**Exercise requirements:** Recast the stretch of the material below, from the line containing "outstretched arm in the photo above." through the line containing "(1220, 451)", as a Markdown table with columns "No." and "Entry", numbering each line and skipping any blank lines.

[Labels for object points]
+===+

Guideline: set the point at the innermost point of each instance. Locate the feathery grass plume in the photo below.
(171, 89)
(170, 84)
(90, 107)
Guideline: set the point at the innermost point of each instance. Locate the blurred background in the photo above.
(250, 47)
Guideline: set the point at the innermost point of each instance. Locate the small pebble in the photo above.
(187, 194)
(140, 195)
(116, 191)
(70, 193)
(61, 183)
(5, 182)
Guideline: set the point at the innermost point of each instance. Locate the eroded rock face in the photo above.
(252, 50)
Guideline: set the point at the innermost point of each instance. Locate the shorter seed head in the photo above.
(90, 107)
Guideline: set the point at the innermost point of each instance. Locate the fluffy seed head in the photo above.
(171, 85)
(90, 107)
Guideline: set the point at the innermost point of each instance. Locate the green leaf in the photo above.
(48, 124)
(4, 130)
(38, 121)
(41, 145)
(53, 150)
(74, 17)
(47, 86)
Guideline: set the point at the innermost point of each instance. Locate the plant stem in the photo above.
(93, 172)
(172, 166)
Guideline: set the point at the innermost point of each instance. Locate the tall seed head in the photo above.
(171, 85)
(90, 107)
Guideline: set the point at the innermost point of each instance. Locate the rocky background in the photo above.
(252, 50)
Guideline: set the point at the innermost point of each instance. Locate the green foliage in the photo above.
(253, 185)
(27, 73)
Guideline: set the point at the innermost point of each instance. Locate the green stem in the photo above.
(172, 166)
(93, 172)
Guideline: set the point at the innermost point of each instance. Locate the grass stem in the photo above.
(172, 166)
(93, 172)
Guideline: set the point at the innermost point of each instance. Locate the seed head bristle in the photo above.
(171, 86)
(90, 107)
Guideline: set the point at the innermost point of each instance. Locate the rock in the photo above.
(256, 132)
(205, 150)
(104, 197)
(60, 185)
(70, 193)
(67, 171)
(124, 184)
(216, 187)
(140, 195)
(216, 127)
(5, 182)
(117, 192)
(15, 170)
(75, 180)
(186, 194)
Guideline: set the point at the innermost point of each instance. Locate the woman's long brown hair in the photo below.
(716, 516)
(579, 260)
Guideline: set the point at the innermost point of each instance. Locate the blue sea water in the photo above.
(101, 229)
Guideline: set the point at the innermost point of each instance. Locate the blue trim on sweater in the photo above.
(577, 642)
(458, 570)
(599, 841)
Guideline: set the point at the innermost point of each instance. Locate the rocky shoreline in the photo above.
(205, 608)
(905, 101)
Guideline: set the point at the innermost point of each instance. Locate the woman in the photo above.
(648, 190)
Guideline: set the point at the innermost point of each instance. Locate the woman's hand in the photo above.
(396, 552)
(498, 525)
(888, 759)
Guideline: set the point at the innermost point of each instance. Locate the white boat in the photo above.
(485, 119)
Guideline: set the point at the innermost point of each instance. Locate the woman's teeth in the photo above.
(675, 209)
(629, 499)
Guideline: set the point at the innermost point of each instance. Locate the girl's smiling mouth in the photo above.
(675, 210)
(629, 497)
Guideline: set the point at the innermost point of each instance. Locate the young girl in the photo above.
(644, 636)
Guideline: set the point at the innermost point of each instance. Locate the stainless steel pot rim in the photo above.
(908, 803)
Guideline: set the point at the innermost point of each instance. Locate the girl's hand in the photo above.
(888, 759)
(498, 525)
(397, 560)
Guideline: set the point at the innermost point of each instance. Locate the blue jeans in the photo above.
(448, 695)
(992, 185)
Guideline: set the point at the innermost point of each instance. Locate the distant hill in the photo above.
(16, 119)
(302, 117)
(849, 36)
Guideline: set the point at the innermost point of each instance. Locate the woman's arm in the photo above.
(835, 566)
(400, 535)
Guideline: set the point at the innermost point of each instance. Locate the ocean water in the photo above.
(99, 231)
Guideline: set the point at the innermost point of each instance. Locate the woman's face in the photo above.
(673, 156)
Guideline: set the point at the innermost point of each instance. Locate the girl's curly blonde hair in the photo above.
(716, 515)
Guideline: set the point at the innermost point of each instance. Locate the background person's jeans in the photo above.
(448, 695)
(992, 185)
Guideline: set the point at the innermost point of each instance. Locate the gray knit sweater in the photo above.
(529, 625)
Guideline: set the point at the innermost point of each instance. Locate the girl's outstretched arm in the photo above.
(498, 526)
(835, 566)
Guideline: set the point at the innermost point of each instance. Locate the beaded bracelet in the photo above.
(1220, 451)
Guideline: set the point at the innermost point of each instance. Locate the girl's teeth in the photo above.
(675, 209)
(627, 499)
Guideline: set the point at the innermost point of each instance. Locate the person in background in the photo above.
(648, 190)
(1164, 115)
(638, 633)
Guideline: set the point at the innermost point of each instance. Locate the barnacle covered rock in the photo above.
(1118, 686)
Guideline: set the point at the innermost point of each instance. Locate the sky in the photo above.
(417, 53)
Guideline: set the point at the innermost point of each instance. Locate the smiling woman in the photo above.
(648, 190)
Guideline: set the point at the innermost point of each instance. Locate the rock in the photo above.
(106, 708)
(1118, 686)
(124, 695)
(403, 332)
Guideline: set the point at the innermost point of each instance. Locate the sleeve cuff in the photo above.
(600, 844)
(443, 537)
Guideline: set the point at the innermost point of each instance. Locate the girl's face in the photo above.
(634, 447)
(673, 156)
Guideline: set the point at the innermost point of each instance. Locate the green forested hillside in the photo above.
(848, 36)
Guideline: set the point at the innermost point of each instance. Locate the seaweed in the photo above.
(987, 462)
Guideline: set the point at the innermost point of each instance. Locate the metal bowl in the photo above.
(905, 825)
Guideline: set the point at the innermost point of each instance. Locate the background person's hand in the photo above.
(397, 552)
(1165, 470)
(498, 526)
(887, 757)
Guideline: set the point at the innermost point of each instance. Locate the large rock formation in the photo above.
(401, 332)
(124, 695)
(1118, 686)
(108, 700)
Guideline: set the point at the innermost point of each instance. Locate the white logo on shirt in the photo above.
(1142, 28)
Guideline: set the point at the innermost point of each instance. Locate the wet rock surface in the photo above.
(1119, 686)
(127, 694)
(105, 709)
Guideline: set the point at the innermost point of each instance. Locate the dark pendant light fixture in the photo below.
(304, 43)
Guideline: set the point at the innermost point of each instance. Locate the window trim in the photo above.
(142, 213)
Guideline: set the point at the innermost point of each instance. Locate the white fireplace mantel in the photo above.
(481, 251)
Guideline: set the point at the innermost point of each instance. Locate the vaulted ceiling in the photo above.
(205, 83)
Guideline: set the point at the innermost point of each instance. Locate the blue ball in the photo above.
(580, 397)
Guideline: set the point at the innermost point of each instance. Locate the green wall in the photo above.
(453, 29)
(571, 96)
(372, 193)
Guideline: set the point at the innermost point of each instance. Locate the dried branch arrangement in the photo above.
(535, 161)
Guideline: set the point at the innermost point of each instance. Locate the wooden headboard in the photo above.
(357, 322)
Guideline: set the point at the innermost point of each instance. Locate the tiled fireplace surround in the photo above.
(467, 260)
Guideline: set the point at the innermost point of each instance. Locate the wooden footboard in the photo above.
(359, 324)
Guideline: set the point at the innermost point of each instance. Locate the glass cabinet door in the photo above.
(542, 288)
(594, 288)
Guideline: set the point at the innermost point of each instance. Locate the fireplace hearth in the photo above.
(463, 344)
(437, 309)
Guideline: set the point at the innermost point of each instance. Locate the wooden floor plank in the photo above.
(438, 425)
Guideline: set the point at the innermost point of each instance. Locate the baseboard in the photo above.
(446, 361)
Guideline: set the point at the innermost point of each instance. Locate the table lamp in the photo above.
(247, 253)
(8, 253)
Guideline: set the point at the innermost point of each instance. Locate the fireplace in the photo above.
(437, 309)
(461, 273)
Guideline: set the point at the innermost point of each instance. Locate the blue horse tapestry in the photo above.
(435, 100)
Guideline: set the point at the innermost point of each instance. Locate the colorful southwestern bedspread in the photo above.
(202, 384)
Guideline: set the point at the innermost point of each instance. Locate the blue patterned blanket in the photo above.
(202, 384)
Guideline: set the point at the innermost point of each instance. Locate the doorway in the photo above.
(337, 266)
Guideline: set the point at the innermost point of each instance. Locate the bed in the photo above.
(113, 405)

+===+

**Right answer:**
| No. | Entry |
|---|---|
| 1 | Guideline: set the point at the innermost point of each instance. Locate the girl's outstretched arm in the photo above. |
| 2 | (498, 526) |
| 3 | (835, 566) |
| 4 | Guideline: set the point at the innermost point of each instance. Locate the beaded bracelet in the photo above. |
| 5 | (1220, 451) |